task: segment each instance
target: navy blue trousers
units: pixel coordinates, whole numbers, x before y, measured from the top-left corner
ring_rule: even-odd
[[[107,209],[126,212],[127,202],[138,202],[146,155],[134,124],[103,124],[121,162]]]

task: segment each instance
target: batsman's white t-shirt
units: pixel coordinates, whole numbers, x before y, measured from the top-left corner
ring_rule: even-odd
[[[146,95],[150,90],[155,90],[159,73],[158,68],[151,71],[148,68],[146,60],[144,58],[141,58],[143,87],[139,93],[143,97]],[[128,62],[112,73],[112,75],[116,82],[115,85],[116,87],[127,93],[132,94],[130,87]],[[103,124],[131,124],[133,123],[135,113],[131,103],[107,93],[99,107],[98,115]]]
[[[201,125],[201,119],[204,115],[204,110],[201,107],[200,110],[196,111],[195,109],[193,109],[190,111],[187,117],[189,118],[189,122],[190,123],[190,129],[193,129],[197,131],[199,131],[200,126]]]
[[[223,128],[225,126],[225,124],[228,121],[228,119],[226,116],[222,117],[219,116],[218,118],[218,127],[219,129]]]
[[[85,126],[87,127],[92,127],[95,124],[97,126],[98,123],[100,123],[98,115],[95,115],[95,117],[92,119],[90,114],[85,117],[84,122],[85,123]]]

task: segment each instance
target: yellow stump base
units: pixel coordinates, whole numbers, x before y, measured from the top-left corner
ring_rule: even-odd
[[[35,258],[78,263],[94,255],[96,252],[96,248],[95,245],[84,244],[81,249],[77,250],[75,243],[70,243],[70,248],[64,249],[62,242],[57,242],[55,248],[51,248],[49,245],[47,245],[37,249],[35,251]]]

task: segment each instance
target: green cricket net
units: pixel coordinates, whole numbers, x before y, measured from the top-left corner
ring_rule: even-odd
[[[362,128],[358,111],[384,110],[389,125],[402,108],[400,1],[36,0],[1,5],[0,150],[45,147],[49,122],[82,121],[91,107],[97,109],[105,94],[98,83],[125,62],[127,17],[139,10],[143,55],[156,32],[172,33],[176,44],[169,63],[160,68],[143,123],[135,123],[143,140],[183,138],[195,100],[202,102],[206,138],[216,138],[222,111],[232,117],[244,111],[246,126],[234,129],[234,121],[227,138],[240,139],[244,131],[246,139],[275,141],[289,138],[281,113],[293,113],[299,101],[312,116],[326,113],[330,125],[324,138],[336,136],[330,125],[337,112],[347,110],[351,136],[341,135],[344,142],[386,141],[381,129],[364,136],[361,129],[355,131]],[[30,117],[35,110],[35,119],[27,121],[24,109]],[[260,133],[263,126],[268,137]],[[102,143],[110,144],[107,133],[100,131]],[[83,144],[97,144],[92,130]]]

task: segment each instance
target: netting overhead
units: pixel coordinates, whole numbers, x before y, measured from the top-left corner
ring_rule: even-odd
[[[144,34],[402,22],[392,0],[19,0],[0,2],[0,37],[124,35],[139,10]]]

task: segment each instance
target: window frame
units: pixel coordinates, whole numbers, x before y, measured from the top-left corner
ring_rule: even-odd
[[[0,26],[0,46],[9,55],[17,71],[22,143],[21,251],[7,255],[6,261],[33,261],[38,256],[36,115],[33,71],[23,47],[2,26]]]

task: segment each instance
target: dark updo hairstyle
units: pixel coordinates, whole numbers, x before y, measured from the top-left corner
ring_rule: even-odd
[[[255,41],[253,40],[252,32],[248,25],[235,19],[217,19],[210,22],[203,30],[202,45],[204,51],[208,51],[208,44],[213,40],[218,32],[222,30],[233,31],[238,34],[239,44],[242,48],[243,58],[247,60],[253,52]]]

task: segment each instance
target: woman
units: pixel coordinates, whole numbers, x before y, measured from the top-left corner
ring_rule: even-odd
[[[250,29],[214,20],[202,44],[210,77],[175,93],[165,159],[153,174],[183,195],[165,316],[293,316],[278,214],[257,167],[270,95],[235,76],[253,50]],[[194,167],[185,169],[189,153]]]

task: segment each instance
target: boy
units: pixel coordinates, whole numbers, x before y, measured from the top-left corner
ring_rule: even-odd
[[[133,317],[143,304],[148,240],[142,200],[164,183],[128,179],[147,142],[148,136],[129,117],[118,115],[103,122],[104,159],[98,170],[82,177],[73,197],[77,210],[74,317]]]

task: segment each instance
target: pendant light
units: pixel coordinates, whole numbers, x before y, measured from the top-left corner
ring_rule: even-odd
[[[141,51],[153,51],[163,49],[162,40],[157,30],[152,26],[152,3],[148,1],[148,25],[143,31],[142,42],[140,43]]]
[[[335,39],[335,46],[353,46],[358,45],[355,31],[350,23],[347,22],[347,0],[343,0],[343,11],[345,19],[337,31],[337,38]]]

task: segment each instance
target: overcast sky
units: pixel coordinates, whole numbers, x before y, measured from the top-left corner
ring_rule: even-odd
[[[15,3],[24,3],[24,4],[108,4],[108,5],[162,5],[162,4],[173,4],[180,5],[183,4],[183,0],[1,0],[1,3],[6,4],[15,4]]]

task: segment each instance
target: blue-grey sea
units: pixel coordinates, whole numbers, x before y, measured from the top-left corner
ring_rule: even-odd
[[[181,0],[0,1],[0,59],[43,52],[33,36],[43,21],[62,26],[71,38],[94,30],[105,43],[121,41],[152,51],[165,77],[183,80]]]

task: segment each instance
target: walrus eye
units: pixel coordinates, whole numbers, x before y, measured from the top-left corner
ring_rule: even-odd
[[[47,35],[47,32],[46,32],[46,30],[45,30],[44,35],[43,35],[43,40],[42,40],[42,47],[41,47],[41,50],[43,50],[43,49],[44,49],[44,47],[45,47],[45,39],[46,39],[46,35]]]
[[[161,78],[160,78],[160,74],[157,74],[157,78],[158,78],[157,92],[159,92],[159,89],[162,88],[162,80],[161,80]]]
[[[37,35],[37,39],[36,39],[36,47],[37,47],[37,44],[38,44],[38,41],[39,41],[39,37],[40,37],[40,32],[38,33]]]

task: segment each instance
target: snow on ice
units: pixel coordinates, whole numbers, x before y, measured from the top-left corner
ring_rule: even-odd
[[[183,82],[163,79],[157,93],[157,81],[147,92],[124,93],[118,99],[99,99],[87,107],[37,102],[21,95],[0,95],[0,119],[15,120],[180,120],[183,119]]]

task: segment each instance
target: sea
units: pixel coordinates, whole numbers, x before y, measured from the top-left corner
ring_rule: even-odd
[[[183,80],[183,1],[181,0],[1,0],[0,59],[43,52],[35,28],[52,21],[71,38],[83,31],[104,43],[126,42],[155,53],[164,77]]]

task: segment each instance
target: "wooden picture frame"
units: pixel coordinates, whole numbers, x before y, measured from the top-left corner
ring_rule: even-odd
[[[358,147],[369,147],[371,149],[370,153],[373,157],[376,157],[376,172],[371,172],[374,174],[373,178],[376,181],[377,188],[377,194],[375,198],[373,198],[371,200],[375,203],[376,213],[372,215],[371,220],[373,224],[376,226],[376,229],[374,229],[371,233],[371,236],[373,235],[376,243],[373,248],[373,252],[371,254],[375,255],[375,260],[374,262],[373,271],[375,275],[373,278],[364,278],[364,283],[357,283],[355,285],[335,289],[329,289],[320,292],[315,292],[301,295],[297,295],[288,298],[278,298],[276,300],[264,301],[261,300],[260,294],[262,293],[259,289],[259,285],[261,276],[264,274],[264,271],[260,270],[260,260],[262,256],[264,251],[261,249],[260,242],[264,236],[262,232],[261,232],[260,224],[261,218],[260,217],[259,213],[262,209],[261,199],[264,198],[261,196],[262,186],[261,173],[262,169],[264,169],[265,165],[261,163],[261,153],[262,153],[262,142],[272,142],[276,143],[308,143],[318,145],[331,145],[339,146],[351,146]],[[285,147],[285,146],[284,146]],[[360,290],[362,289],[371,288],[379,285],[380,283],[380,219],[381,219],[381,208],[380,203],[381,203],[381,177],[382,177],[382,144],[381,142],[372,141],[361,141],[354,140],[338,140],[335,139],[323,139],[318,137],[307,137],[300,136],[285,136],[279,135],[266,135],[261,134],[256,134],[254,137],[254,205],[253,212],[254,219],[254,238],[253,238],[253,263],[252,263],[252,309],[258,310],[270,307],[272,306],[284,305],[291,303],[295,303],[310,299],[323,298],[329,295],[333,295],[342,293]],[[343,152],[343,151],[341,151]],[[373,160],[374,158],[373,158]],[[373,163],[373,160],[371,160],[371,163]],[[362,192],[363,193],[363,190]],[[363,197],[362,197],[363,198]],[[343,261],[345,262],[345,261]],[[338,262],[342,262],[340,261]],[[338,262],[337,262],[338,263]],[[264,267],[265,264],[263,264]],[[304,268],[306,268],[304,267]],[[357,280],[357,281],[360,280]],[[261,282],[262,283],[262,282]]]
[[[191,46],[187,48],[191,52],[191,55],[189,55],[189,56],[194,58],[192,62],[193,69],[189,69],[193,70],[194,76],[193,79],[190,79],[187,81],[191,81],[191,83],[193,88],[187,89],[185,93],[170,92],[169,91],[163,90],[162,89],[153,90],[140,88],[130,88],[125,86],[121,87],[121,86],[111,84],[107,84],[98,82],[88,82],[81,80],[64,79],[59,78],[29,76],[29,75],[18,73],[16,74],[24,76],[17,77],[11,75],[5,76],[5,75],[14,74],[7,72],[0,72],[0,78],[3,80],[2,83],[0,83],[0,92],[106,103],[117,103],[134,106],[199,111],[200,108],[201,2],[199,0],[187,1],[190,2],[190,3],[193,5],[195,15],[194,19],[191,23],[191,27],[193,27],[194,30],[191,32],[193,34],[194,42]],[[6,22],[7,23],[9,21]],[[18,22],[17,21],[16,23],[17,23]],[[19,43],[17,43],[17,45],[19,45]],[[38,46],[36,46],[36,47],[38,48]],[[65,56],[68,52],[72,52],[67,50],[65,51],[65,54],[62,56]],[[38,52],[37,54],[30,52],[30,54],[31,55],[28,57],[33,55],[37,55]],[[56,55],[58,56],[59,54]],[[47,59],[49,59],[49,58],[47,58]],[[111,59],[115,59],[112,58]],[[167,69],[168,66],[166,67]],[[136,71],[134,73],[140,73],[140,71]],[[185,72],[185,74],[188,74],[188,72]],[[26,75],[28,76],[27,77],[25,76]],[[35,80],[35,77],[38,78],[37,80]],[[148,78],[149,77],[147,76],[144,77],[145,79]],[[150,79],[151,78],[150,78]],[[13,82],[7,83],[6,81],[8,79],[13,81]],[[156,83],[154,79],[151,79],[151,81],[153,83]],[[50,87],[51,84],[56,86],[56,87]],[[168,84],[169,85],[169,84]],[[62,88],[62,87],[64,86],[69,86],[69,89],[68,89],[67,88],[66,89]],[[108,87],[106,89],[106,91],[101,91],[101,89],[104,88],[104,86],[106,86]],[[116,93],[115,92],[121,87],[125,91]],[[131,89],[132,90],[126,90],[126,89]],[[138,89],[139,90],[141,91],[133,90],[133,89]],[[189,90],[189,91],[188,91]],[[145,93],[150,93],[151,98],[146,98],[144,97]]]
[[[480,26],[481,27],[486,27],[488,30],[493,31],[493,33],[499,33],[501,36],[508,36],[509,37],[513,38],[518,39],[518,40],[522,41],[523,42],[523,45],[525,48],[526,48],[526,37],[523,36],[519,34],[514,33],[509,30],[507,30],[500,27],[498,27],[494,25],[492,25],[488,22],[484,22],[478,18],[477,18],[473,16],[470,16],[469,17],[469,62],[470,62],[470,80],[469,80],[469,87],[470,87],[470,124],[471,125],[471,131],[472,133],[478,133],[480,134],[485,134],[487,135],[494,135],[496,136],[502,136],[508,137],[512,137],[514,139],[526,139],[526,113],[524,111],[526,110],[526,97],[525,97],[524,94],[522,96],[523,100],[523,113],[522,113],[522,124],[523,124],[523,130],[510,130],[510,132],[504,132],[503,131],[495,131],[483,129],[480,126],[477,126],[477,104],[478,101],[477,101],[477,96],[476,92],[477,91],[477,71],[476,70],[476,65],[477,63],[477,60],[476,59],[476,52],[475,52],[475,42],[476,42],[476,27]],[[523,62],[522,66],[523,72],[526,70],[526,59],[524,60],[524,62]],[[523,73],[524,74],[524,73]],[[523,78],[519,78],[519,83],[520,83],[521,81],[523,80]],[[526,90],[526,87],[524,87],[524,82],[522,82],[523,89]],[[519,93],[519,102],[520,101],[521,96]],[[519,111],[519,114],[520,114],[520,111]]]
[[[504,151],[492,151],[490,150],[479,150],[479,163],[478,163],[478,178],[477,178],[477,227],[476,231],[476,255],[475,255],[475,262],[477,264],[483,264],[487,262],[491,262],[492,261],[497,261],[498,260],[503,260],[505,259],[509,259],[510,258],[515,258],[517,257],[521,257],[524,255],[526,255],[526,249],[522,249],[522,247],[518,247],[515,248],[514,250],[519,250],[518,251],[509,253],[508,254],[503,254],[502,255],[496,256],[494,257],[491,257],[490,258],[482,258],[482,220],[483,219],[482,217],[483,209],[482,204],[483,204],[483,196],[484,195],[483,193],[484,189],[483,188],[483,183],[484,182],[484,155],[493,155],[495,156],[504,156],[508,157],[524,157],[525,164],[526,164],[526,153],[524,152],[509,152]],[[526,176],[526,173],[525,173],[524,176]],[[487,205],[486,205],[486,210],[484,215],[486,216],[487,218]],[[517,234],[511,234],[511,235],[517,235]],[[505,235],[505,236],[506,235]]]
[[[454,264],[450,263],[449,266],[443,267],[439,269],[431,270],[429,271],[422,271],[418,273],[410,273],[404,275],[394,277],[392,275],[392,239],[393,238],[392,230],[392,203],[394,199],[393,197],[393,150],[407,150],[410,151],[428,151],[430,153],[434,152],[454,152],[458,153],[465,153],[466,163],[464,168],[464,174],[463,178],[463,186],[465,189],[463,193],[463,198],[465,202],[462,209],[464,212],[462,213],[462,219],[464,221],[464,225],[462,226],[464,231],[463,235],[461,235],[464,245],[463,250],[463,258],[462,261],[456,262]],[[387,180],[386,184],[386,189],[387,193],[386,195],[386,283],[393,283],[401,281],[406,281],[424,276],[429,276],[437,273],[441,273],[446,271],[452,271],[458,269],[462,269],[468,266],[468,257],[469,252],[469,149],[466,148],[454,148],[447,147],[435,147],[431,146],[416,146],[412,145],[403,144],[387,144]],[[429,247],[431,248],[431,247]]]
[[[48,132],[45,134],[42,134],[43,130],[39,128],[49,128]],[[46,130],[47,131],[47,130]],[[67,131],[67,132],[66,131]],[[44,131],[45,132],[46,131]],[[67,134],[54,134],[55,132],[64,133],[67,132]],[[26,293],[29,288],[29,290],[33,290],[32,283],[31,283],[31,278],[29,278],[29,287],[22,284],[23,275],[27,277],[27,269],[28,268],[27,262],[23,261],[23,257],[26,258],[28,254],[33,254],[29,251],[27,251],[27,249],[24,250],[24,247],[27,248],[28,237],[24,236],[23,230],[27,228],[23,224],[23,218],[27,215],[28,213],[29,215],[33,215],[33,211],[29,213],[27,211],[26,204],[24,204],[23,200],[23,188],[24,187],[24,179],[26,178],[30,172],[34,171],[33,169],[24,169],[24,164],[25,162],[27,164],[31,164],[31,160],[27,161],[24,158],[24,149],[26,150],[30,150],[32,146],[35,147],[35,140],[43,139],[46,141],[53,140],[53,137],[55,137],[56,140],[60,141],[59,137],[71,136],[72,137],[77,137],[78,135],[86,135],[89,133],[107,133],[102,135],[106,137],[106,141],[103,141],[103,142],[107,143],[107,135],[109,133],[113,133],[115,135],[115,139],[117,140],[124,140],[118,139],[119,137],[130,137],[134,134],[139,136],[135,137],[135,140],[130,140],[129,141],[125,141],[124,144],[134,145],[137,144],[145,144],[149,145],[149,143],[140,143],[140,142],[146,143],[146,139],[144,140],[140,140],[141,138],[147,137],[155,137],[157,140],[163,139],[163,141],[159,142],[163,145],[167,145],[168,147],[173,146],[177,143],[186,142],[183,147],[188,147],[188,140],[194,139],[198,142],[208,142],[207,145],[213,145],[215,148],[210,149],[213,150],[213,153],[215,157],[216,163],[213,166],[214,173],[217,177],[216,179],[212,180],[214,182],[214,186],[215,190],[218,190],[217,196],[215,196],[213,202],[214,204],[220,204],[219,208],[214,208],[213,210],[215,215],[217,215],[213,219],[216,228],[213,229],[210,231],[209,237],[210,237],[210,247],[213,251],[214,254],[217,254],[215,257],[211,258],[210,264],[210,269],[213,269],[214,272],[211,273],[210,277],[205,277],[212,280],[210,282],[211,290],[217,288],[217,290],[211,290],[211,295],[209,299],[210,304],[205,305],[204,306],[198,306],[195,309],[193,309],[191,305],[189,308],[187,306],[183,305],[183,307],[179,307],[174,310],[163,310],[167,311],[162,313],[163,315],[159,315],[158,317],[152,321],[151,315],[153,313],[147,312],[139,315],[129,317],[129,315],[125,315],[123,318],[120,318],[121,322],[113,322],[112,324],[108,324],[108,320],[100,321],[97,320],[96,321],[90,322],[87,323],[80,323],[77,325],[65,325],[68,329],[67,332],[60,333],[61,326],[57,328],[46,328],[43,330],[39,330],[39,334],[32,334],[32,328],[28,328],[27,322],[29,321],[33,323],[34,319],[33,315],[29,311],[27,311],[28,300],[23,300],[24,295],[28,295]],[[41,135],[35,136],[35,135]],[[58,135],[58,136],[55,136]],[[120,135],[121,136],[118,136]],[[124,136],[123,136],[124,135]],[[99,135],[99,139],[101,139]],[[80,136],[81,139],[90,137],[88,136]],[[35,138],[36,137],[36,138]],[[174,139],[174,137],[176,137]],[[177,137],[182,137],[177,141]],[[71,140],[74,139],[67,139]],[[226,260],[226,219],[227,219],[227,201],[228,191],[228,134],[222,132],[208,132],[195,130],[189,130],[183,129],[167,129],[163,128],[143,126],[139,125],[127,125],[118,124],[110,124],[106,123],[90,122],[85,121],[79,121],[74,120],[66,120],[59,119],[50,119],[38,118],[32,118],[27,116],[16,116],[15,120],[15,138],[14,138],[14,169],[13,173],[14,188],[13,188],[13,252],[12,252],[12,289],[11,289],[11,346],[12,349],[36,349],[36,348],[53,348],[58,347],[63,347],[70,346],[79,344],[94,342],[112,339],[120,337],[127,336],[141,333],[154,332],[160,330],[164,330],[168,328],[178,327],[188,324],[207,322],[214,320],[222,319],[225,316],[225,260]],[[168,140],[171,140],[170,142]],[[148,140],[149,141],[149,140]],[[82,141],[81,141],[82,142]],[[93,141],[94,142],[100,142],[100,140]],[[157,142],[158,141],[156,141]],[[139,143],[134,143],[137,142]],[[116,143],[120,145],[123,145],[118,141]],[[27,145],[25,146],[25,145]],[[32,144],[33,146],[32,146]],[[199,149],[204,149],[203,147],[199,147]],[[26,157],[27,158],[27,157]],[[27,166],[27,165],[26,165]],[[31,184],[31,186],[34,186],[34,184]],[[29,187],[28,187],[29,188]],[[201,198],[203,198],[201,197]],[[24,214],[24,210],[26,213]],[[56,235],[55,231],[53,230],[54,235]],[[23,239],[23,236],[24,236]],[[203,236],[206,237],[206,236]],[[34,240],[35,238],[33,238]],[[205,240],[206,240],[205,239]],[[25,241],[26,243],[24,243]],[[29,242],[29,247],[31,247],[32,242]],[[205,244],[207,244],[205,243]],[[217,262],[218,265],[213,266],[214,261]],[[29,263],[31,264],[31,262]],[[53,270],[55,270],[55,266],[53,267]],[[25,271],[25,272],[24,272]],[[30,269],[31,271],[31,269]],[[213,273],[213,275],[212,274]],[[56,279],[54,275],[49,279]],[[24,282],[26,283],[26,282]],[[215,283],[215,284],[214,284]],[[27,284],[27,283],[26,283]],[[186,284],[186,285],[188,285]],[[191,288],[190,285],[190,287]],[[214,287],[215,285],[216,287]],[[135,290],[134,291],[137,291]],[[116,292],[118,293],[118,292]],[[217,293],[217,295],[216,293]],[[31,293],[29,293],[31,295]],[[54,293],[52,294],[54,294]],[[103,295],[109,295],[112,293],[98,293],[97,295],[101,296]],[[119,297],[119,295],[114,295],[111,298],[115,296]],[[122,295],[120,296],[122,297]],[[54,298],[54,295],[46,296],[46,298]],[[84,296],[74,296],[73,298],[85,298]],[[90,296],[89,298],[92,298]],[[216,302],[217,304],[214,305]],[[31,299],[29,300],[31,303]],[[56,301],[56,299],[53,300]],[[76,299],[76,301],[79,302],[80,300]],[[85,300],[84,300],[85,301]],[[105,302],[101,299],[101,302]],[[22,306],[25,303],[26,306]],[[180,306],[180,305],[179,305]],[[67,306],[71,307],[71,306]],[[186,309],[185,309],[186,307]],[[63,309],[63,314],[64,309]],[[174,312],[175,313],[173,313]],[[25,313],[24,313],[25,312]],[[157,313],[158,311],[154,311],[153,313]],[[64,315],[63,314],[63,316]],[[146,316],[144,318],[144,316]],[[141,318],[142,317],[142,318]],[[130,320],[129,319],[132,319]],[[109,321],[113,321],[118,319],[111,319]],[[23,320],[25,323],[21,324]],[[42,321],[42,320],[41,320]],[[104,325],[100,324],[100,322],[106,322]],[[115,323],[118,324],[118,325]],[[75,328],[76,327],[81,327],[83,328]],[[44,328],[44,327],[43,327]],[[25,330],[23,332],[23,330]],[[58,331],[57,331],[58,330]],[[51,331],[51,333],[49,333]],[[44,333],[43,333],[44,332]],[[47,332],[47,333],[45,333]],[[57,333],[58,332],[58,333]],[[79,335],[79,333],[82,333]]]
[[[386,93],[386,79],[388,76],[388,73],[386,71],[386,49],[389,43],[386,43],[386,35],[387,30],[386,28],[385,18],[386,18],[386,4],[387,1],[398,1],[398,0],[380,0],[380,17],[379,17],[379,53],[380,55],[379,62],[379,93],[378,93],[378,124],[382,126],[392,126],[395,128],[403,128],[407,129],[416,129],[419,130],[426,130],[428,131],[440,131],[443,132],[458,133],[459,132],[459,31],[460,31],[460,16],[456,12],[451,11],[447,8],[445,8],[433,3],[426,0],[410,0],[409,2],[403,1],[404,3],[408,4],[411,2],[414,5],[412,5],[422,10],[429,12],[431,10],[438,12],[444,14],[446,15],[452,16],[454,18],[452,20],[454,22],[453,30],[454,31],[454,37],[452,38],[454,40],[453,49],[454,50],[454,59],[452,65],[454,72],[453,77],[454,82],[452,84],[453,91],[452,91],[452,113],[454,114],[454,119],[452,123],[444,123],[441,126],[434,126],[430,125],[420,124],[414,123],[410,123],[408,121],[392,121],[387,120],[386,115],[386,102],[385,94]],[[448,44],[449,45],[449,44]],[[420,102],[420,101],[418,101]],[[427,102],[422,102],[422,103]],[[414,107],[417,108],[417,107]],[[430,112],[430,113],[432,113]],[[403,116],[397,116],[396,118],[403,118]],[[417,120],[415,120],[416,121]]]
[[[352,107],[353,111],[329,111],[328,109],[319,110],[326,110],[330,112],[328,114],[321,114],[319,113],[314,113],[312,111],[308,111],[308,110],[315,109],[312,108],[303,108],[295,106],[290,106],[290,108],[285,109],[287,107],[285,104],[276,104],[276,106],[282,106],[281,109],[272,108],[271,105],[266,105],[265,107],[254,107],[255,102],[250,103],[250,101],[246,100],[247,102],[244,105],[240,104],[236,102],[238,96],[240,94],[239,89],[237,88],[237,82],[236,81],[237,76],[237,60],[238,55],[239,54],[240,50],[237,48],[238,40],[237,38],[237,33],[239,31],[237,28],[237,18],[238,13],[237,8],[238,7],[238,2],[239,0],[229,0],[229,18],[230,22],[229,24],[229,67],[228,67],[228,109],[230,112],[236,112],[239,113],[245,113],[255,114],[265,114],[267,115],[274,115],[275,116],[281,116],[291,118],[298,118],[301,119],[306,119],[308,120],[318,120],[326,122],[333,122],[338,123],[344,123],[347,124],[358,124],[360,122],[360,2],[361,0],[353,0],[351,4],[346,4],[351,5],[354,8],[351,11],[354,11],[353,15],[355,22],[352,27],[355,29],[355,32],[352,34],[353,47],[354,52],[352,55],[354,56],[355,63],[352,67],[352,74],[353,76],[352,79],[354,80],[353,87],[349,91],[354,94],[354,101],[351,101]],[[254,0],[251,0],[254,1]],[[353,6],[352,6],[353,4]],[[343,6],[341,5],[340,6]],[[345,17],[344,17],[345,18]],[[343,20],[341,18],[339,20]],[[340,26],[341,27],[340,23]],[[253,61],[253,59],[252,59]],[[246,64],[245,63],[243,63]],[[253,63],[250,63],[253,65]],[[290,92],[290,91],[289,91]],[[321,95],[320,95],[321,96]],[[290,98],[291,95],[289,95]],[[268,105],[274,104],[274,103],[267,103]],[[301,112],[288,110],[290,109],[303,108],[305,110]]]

○ ○ ○ ○ ○ ○ ○

WHAT IS NEEDED
Count the lines above that contain the string "blue", and reply with only that number.

COMPLETE ANSWER
2